In which lines of the data does the string "tree" appear? Copy every one.
+---+
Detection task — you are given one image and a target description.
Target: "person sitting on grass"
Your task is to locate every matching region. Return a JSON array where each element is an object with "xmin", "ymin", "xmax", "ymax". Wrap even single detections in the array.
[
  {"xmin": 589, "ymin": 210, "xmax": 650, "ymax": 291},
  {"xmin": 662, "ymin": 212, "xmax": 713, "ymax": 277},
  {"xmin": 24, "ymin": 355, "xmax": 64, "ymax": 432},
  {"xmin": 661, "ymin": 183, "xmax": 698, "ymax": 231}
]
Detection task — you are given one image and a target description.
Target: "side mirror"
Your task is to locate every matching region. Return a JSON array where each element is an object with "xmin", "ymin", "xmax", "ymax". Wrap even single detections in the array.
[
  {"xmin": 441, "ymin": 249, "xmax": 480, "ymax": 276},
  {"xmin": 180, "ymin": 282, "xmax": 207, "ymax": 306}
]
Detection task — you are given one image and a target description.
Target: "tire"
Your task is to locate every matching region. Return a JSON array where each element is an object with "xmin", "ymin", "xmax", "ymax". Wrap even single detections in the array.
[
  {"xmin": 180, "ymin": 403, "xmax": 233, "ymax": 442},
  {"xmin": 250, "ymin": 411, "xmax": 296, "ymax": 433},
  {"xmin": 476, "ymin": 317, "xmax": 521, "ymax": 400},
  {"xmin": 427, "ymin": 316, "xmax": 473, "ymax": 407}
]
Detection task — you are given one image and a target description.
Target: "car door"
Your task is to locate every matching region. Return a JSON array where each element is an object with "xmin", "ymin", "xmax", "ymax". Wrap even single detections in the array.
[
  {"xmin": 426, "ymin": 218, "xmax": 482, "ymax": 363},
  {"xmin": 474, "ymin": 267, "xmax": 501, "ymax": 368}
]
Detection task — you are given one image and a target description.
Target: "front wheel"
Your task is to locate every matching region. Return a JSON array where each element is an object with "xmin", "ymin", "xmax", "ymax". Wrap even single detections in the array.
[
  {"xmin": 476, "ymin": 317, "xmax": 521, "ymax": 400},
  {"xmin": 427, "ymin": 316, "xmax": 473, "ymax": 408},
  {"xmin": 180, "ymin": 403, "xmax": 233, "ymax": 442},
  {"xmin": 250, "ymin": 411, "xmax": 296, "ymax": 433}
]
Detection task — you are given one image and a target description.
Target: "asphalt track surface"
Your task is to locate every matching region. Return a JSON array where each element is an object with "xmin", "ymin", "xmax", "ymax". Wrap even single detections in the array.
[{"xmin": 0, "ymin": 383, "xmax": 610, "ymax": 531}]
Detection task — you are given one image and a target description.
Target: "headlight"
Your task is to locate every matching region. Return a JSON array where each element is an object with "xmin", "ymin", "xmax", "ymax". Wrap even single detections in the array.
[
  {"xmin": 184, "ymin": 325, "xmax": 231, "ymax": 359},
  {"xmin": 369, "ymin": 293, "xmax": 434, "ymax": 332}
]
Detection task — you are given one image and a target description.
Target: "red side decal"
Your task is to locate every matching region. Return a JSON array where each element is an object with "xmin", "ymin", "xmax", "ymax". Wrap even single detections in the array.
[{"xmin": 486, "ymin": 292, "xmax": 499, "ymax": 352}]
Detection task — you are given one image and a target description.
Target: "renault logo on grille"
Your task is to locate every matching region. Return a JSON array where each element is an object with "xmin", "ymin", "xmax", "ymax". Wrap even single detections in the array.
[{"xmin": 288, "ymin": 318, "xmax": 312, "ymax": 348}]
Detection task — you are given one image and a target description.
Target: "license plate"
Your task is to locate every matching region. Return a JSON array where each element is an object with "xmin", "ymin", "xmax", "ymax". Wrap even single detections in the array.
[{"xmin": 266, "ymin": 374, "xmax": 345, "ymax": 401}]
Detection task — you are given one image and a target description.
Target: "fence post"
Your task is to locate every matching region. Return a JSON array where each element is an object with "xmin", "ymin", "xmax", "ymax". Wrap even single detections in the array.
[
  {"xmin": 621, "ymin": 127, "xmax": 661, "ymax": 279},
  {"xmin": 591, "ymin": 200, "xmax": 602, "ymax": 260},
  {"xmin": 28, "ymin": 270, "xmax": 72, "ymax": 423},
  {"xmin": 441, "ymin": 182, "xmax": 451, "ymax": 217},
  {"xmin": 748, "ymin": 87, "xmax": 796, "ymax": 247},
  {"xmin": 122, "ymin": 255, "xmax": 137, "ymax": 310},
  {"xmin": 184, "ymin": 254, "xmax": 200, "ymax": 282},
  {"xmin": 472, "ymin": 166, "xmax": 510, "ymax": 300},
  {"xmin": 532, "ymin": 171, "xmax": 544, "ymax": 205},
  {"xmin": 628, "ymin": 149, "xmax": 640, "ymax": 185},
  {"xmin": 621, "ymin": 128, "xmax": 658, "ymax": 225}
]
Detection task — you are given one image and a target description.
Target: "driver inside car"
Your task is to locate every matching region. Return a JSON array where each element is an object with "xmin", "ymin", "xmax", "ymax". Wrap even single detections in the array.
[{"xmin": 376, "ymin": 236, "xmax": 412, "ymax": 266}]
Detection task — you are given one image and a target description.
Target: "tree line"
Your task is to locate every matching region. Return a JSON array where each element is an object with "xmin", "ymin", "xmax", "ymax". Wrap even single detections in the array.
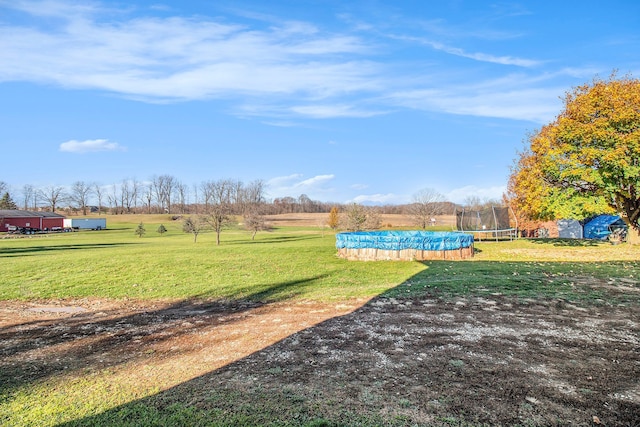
[
  {"xmin": 0, "ymin": 178, "xmax": 508, "ymax": 241},
  {"xmin": 0, "ymin": 177, "xmax": 329, "ymax": 216},
  {"xmin": 0, "ymin": 178, "xmax": 497, "ymax": 218}
]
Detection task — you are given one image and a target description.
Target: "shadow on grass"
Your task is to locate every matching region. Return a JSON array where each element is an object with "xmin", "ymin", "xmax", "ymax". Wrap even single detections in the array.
[
  {"xmin": 0, "ymin": 276, "xmax": 324, "ymax": 398},
  {"xmin": 528, "ymin": 237, "xmax": 605, "ymax": 247},
  {"xmin": 232, "ymin": 234, "xmax": 323, "ymax": 245},
  {"xmin": 0, "ymin": 243, "xmax": 138, "ymax": 257}
]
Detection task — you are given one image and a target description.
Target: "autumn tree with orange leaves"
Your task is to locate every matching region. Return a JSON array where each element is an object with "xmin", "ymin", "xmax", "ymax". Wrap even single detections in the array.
[{"xmin": 509, "ymin": 73, "xmax": 640, "ymax": 238}]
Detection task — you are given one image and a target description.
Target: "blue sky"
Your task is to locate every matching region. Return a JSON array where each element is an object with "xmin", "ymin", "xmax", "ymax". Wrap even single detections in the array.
[{"xmin": 1, "ymin": 0, "xmax": 638, "ymax": 205}]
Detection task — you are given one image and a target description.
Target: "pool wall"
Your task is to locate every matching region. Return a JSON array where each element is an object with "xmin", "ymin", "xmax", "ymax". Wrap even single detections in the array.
[{"xmin": 335, "ymin": 231, "xmax": 474, "ymax": 261}]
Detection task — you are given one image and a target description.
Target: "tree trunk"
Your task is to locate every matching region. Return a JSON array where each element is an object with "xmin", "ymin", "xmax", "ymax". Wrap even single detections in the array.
[
  {"xmin": 626, "ymin": 224, "xmax": 640, "ymax": 245},
  {"xmin": 620, "ymin": 216, "xmax": 640, "ymax": 244}
]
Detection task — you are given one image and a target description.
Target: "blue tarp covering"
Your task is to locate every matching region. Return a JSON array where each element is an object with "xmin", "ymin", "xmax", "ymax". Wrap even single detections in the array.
[
  {"xmin": 583, "ymin": 215, "xmax": 626, "ymax": 240},
  {"xmin": 335, "ymin": 231, "xmax": 474, "ymax": 251}
]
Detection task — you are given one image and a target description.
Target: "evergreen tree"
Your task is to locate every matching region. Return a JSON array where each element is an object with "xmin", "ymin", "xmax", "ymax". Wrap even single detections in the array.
[
  {"xmin": 0, "ymin": 192, "xmax": 18, "ymax": 210},
  {"xmin": 157, "ymin": 224, "xmax": 167, "ymax": 236},
  {"xmin": 135, "ymin": 222, "xmax": 146, "ymax": 238}
]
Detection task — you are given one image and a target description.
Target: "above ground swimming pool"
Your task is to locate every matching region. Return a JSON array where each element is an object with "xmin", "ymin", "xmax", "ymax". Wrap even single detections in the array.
[{"xmin": 335, "ymin": 230, "xmax": 474, "ymax": 261}]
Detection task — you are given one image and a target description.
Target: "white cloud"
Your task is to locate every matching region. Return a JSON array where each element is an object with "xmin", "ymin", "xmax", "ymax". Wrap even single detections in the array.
[
  {"xmin": 266, "ymin": 174, "xmax": 304, "ymax": 187},
  {"xmin": 266, "ymin": 174, "xmax": 335, "ymax": 198},
  {"xmin": 388, "ymin": 77, "xmax": 564, "ymax": 123},
  {"xmin": 290, "ymin": 104, "xmax": 385, "ymax": 119},
  {"xmin": 0, "ymin": 3, "xmax": 378, "ymax": 106},
  {"xmin": 349, "ymin": 193, "xmax": 407, "ymax": 205},
  {"xmin": 59, "ymin": 139, "xmax": 126, "ymax": 153},
  {"xmin": 389, "ymin": 34, "xmax": 541, "ymax": 67},
  {"xmin": 446, "ymin": 185, "xmax": 506, "ymax": 205},
  {"xmin": 294, "ymin": 174, "xmax": 335, "ymax": 188},
  {"xmin": 4, "ymin": 0, "xmax": 102, "ymax": 18}
]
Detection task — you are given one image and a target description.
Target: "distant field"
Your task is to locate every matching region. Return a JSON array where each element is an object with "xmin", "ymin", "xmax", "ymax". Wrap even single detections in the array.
[
  {"xmin": 262, "ymin": 213, "xmax": 455, "ymax": 228},
  {"xmin": 1, "ymin": 217, "xmax": 639, "ymax": 426},
  {"xmin": 65, "ymin": 212, "xmax": 456, "ymax": 228}
]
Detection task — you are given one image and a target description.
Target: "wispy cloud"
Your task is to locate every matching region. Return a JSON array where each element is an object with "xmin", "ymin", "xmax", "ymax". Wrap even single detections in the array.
[
  {"xmin": 0, "ymin": 0, "xmax": 597, "ymax": 124},
  {"xmin": 387, "ymin": 75, "xmax": 564, "ymax": 123},
  {"xmin": 59, "ymin": 139, "xmax": 126, "ymax": 153},
  {"xmin": 0, "ymin": 1, "xmax": 376, "ymax": 106},
  {"xmin": 294, "ymin": 174, "xmax": 335, "ymax": 188},
  {"xmin": 349, "ymin": 193, "xmax": 406, "ymax": 205},
  {"xmin": 290, "ymin": 104, "xmax": 386, "ymax": 119},
  {"xmin": 389, "ymin": 34, "xmax": 541, "ymax": 67},
  {"xmin": 266, "ymin": 174, "xmax": 335, "ymax": 198}
]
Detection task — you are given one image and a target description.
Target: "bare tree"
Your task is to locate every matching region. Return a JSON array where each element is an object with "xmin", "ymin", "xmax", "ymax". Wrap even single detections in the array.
[
  {"xmin": 192, "ymin": 184, "xmax": 200, "ymax": 214},
  {"xmin": 21, "ymin": 184, "xmax": 35, "ymax": 210},
  {"xmin": 243, "ymin": 200, "xmax": 269, "ymax": 240},
  {"xmin": 120, "ymin": 179, "xmax": 141, "ymax": 213},
  {"xmin": 203, "ymin": 179, "xmax": 235, "ymax": 245},
  {"xmin": 230, "ymin": 179, "xmax": 245, "ymax": 214},
  {"xmin": 463, "ymin": 196, "xmax": 483, "ymax": 211},
  {"xmin": 176, "ymin": 181, "xmax": 189, "ymax": 214},
  {"xmin": 244, "ymin": 180, "xmax": 266, "ymax": 209},
  {"xmin": 409, "ymin": 188, "xmax": 445, "ymax": 229},
  {"xmin": 463, "ymin": 196, "xmax": 501, "ymax": 211},
  {"xmin": 94, "ymin": 183, "xmax": 105, "ymax": 215},
  {"xmin": 142, "ymin": 183, "xmax": 154, "ymax": 214},
  {"xmin": 298, "ymin": 194, "xmax": 313, "ymax": 213},
  {"xmin": 200, "ymin": 180, "xmax": 214, "ymax": 211},
  {"xmin": 340, "ymin": 203, "xmax": 381, "ymax": 231},
  {"xmin": 38, "ymin": 185, "xmax": 67, "ymax": 212},
  {"xmin": 273, "ymin": 196, "xmax": 297, "ymax": 214},
  {"xmin": 107, "ymin": 183, "xmax": 121, "ymax": 214},
  {"xmin": 341, "ymin": 203, "xmax": 365, "ymax": 231},
  {"xmin": 183, "ymin": 216, "xmax": 207, "ymax": 243},
  {"xmin": 364, "ymin": 206, "xmax": 381, "ymax": 230},
  {"xmin": 151, "ymin": 174, "xmax": 178, "ymax": 213},
  {"xmin": 70, "ymin": 181, "xmax": 93, "ymax": 215}
]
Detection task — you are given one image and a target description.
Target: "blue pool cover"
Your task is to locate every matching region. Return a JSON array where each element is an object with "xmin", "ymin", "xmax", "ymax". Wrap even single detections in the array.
[{"xmin": 336, "ymin": 231, "xmax": 474, "ymax": 251}]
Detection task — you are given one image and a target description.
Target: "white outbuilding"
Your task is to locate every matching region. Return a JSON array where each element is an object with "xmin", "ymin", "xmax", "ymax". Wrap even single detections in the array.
[
  {"xmin": 63, "ymin": 218, "xmax": 107, "ymax": 230},
  {"xmin": 557, "ymin": 219, "xmax": 583, "ymax": 239}
]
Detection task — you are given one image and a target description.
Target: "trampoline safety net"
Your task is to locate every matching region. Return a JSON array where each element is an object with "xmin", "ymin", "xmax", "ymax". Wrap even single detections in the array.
[{"xmin": 455, "ymin": 207, "xmax": 511, "ymax": 232}]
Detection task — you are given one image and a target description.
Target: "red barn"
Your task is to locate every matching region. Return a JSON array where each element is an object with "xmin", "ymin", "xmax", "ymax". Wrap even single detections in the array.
[{"xmin": 0, "ymin": 210, "xmax": 65, "ymax": 232}]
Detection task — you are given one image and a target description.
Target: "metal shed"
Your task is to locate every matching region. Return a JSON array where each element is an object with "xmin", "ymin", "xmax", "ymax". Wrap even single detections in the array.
[{"xmin": 557, "ymin": 219, "xmax": 583, "ymax": 239}]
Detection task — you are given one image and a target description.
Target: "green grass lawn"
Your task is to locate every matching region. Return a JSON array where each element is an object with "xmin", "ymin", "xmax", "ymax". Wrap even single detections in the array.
[
  {"xmin": 2, "ymin": 217, "xmax": 638, "ymax": 304},
  {"xmin": 0, "ymin": 219, "xmax": 424, "ymax": 302}
]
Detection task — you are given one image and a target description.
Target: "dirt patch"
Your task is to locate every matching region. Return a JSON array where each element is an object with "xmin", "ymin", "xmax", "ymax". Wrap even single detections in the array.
[{"xmin": 1, "ymin": 297, "xmax": 639, "ymax": 426}]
+---+
§ **Your response**:
Target: "tree line"
Target: "autumn tree with orange leaves"
Target: "tree trunk"
Target: "evergreen tree"
Target: "bare tree"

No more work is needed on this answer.